Neural circuits controlling visuospatial behaviour - measurement and manipulation

How the nervous system achieves versatility of visuospatial behaviour is a fundamental, yet unresolved, question in neuroscience. We will address this question in the context of neural circuits controlling visual-based orienting behaviour.

For instance, orienting to visual events of interest while ignoring irrelevant distractors is a goal-dependent motor behaviour, yet executed rapidly, accurately and effortlessly.

This proposal is designed to provide a comprehensive investigation of the physiology of orienting-related neurons in the mouse superior colliculus, which act as a shared platform for selectively launching goal-driven and visual-driven movement in Eulerian space.

It capitalises on our recent studies on their organisation, which represent a conceptual shift that places local circuit function in the midbrain necessary for the allocation of visual attention.

Our objectives are: (1) to reveal how retinal and frontocortical inputs are hardwired to cooperate or compete for access of orienting neurons; (2) to selectively monitor their activity and functional impact during a visual-based ´pursuit/ignore´ assay; and (3) to evaluate the causal changes in activity and behaviour during silencing of upstream frontal networks.

We will achieve these aims by using viral-based methods, electrophysiology, optogenetics, computation, behaviour and methodologies pioneered by our team. Results from this proposal will update our current views on the principles linking vision to action.

## EXCERPTED RECORDS
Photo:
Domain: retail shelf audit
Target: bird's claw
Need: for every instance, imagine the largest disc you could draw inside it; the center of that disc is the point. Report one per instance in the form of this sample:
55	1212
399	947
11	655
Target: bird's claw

==

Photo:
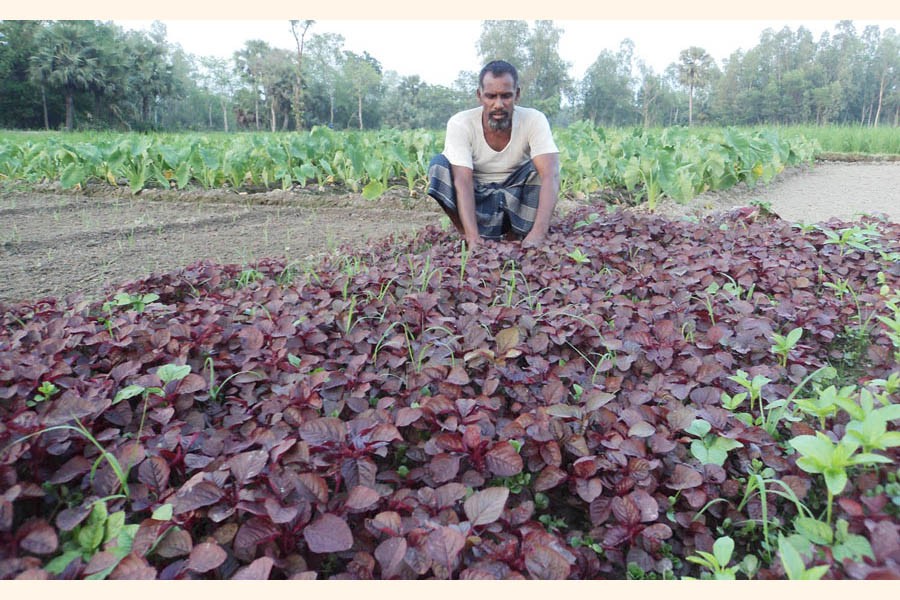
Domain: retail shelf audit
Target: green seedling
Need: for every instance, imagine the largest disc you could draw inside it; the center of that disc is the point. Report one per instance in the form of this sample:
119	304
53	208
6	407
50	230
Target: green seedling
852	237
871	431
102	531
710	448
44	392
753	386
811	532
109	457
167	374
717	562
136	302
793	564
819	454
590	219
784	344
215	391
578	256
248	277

...

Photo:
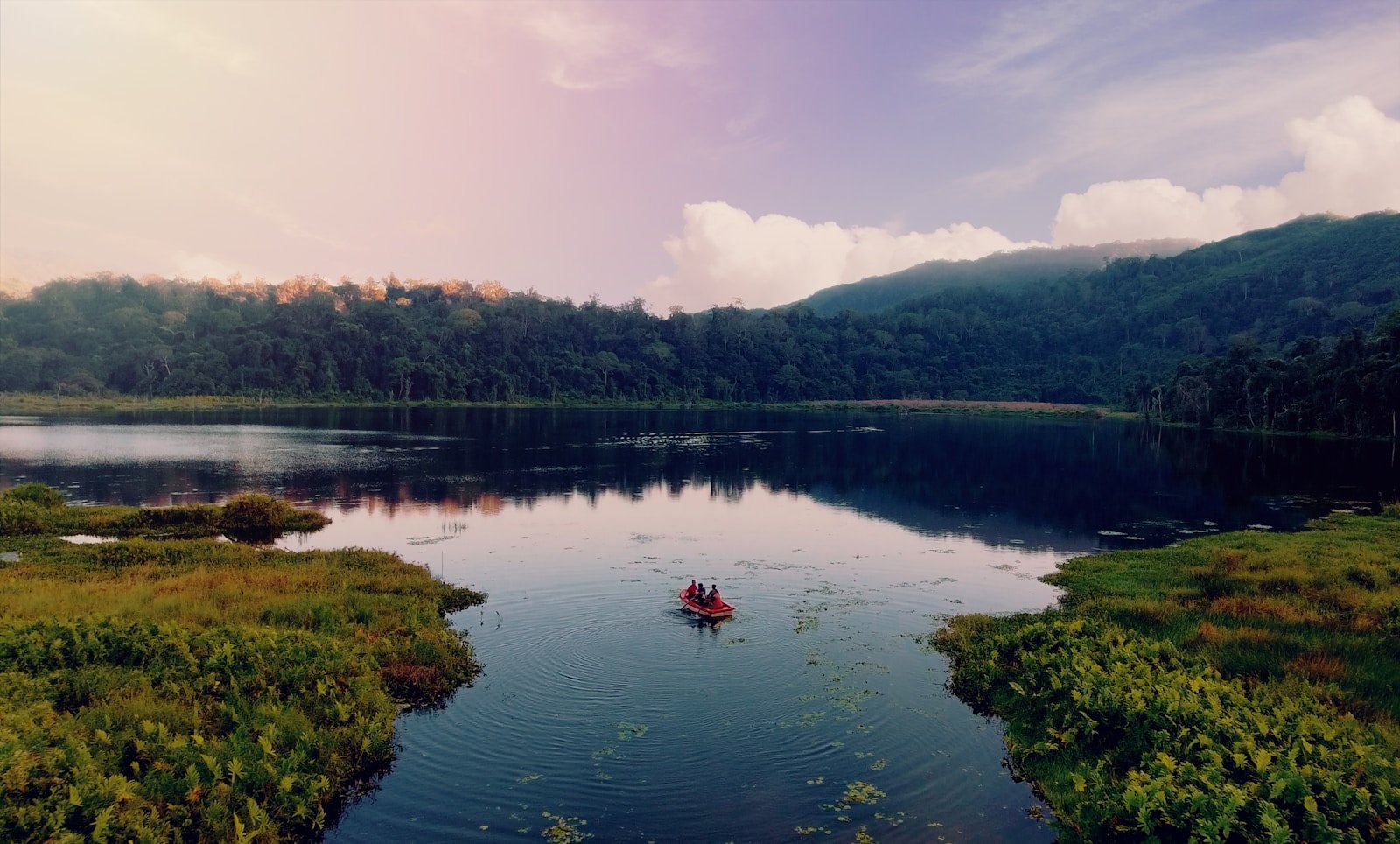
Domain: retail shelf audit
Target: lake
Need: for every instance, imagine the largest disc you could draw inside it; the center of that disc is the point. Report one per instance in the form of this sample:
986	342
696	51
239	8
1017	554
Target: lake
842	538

## WHAT IS NEEDED
According to the research proposal on visuospatial behavior, in which brain structure of the mouse will the physiology of orienting-related neurons be investigated?

## ANSWER TO THIS TASK
The superior colliculus.